───── INFORMATION PROVIDED

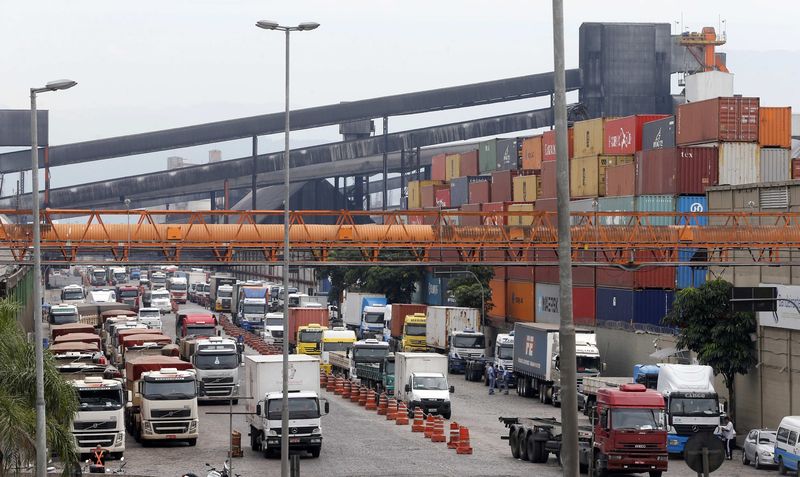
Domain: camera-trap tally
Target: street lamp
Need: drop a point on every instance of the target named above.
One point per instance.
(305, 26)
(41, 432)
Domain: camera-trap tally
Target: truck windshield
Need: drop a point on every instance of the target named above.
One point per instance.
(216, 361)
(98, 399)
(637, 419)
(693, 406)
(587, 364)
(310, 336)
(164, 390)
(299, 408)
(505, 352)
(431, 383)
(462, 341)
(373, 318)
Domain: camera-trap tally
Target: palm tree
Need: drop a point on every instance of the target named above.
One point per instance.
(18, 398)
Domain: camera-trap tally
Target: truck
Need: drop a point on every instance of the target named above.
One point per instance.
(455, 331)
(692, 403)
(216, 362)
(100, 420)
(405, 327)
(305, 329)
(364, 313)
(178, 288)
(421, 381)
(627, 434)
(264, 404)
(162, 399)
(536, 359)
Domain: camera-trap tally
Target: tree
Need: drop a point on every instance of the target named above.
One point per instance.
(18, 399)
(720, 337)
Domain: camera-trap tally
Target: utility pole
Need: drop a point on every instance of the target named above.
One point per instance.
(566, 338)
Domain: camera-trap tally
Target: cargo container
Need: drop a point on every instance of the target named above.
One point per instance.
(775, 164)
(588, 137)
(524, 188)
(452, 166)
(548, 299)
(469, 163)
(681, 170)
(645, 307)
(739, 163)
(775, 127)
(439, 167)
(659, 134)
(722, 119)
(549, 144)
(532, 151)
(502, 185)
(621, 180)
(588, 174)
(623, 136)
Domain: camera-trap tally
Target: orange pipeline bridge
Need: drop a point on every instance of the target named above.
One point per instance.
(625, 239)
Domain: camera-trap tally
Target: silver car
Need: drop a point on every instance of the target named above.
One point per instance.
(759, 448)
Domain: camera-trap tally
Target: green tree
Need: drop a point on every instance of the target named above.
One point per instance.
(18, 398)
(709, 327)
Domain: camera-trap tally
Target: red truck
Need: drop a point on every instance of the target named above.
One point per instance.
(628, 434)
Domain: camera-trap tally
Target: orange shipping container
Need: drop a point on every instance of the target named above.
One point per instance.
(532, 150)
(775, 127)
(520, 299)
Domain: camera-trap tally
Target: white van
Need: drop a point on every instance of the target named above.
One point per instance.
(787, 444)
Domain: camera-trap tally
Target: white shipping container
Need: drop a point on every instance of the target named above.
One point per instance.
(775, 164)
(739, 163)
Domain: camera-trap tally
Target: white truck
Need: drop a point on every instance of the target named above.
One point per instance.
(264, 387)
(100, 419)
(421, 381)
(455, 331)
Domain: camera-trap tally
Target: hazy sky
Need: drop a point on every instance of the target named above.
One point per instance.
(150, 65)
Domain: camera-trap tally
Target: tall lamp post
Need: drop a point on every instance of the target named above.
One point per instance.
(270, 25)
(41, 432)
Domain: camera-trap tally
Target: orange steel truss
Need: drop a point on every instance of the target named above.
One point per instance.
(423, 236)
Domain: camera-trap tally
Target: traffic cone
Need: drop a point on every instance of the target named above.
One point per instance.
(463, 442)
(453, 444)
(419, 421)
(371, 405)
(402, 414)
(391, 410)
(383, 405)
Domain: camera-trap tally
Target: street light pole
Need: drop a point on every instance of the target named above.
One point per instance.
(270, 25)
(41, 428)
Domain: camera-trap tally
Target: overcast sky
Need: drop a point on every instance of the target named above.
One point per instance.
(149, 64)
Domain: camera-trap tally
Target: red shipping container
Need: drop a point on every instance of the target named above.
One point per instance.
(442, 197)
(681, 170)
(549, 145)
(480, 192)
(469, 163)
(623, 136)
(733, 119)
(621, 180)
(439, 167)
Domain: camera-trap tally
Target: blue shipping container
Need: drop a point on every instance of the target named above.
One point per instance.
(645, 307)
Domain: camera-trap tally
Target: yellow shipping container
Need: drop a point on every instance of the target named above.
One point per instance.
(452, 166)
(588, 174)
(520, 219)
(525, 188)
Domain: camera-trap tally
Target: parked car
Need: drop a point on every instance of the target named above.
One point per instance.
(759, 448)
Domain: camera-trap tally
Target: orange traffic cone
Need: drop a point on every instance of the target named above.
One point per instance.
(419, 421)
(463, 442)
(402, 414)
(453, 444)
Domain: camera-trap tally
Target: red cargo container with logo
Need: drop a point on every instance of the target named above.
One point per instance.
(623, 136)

──────────
───── INFORMATION PROVIDED

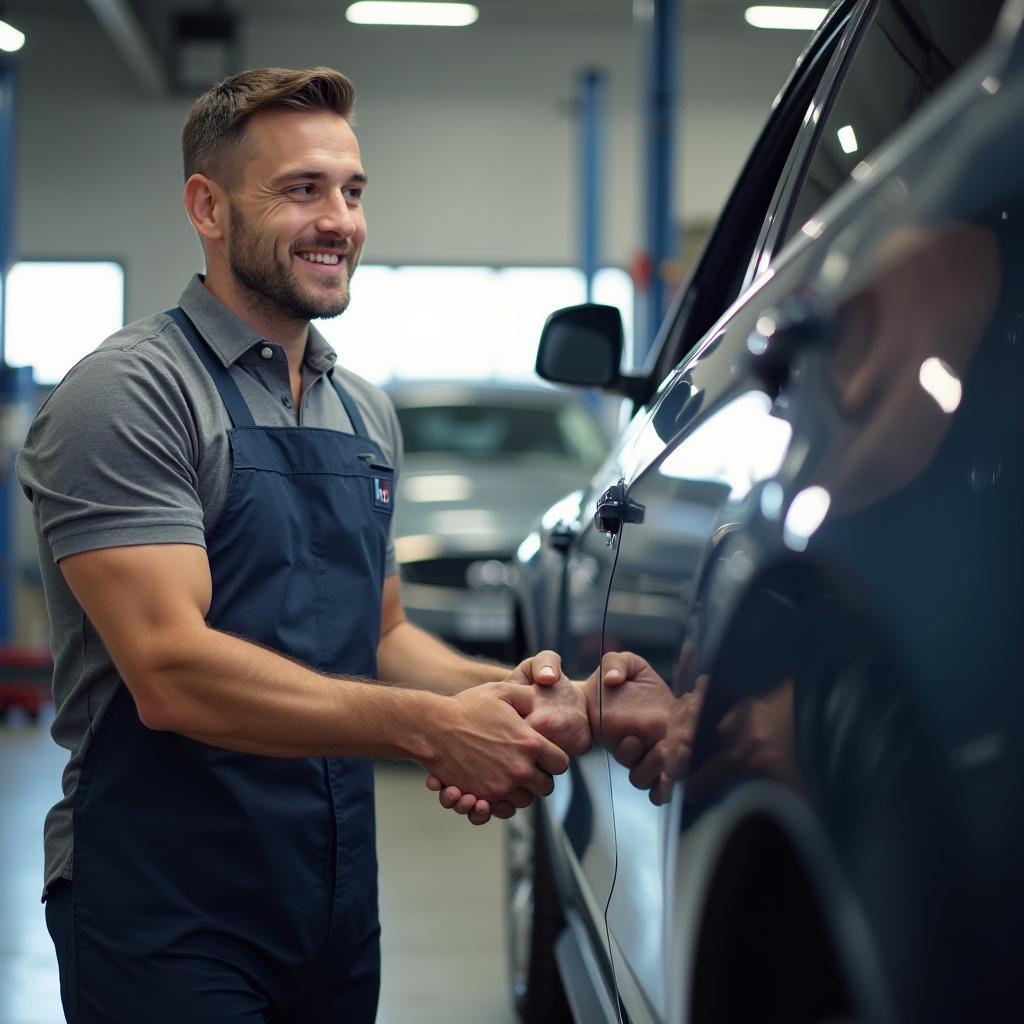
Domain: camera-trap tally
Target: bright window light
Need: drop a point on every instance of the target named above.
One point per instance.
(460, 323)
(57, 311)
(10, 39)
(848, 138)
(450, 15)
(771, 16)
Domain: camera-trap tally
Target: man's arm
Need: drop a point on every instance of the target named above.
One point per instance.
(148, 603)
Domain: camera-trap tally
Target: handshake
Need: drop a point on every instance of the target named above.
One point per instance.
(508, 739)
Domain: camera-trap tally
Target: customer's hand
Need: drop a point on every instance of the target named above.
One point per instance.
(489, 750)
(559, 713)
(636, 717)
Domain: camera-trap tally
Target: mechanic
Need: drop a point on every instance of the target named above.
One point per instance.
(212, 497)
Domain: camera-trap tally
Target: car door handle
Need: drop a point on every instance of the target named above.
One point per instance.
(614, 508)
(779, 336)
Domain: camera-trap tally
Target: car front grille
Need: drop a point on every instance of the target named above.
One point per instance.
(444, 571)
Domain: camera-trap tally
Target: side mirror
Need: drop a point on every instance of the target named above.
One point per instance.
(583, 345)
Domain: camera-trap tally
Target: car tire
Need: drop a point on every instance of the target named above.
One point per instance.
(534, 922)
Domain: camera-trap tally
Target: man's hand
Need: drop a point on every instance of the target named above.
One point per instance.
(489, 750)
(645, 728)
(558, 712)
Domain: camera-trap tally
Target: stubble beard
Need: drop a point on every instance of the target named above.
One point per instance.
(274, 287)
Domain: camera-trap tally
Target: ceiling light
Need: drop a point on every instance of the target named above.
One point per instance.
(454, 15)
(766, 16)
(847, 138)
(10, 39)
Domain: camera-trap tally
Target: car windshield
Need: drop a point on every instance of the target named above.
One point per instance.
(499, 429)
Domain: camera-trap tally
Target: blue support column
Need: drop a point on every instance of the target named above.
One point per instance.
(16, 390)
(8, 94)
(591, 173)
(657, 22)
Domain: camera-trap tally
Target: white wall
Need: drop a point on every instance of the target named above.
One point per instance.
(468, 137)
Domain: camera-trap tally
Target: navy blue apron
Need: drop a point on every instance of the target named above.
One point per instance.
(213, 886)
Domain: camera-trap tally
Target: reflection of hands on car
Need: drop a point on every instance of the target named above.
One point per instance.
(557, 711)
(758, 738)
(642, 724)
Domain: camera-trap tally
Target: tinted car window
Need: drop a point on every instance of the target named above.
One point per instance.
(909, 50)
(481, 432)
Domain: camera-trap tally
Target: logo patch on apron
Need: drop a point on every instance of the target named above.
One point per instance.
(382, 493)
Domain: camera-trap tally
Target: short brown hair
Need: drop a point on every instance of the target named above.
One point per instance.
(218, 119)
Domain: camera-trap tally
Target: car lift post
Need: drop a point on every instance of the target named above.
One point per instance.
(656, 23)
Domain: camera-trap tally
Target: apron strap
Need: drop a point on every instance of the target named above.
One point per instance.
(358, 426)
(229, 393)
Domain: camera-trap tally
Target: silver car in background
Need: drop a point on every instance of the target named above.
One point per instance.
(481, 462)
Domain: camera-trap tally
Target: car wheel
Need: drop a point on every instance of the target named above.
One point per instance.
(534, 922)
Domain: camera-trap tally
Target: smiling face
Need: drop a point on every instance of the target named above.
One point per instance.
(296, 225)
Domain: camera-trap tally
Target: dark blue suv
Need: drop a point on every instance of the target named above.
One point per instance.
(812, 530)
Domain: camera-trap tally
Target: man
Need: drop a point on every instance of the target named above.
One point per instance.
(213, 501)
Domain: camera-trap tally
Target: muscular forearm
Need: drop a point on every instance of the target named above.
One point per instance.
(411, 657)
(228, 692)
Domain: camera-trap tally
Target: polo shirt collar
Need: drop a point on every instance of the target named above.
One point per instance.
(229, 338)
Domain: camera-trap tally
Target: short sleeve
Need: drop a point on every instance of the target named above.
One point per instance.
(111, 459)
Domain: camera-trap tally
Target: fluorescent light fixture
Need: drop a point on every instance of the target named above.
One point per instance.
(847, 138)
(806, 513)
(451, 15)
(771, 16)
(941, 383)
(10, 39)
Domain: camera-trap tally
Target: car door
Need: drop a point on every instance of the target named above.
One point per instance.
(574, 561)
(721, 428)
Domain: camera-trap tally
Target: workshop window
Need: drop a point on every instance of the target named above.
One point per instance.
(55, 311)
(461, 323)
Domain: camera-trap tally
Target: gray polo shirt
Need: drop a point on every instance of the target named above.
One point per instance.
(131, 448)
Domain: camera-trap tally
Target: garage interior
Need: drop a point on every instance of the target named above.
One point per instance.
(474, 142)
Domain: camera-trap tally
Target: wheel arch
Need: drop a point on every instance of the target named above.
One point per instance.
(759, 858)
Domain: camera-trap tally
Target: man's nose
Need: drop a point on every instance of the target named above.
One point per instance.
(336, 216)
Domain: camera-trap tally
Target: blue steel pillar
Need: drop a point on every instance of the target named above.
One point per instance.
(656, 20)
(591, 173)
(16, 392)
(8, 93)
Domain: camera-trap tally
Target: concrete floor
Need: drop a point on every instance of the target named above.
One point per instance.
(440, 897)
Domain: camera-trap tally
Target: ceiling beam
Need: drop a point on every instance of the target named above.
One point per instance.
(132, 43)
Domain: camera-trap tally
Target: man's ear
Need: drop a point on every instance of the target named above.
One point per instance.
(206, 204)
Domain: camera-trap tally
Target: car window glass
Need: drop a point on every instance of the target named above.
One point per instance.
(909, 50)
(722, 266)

──────────

How many lines in the entries above contain the word "orange"? Reply with the number alone.

**EXERCISE RESULT**:
4